Provided data =
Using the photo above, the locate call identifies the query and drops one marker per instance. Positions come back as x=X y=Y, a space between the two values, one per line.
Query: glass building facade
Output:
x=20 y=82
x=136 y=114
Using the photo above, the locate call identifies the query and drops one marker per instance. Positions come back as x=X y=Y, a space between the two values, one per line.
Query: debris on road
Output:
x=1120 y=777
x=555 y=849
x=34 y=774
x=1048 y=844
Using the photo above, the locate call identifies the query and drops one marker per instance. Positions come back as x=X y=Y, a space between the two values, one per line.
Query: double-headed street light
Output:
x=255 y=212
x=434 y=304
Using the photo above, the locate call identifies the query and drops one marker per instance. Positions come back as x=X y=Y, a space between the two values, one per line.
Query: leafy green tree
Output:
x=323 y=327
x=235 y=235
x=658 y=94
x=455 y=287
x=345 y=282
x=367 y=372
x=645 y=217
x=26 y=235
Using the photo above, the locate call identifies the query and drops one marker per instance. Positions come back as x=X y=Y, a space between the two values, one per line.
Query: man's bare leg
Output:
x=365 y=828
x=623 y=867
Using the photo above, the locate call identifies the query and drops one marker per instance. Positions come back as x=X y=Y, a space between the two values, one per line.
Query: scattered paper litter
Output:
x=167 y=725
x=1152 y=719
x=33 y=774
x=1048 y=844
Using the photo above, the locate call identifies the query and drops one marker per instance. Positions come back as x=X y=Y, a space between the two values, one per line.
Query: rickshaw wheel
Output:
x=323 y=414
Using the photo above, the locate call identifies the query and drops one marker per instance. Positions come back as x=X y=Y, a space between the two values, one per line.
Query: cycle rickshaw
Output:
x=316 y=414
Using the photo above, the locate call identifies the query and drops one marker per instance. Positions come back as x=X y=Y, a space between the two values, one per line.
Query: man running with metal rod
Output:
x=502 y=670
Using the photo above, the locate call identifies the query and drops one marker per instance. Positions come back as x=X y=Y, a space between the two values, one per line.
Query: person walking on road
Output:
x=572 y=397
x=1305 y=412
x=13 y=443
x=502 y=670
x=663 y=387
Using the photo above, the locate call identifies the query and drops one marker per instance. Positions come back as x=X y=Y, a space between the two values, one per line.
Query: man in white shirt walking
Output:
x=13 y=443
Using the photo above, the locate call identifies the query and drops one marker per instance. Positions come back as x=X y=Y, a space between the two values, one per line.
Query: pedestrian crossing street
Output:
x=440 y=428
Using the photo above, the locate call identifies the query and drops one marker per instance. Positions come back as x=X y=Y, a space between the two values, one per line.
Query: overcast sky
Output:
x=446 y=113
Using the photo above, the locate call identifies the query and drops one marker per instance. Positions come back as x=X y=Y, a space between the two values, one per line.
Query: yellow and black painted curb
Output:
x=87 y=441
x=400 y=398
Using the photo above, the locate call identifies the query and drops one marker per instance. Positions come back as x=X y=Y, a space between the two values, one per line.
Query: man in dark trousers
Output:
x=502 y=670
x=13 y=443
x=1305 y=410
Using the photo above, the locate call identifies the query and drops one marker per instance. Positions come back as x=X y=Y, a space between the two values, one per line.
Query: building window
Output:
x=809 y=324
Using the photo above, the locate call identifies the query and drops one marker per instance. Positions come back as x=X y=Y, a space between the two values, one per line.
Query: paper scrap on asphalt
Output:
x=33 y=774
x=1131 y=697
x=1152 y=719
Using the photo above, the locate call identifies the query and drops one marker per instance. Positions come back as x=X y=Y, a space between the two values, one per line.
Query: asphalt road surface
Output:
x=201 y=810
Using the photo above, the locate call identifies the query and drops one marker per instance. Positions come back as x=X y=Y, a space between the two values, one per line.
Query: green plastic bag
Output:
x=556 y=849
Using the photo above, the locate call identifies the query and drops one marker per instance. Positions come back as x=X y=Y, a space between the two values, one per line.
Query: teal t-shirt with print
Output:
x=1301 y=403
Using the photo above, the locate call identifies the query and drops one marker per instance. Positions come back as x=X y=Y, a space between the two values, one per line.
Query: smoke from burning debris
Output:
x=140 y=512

Work to be completed = Your task is to copy each line of the data above that holds "street".

Response to the task =
Query: double-headed street light
Query: pedestrian crossing street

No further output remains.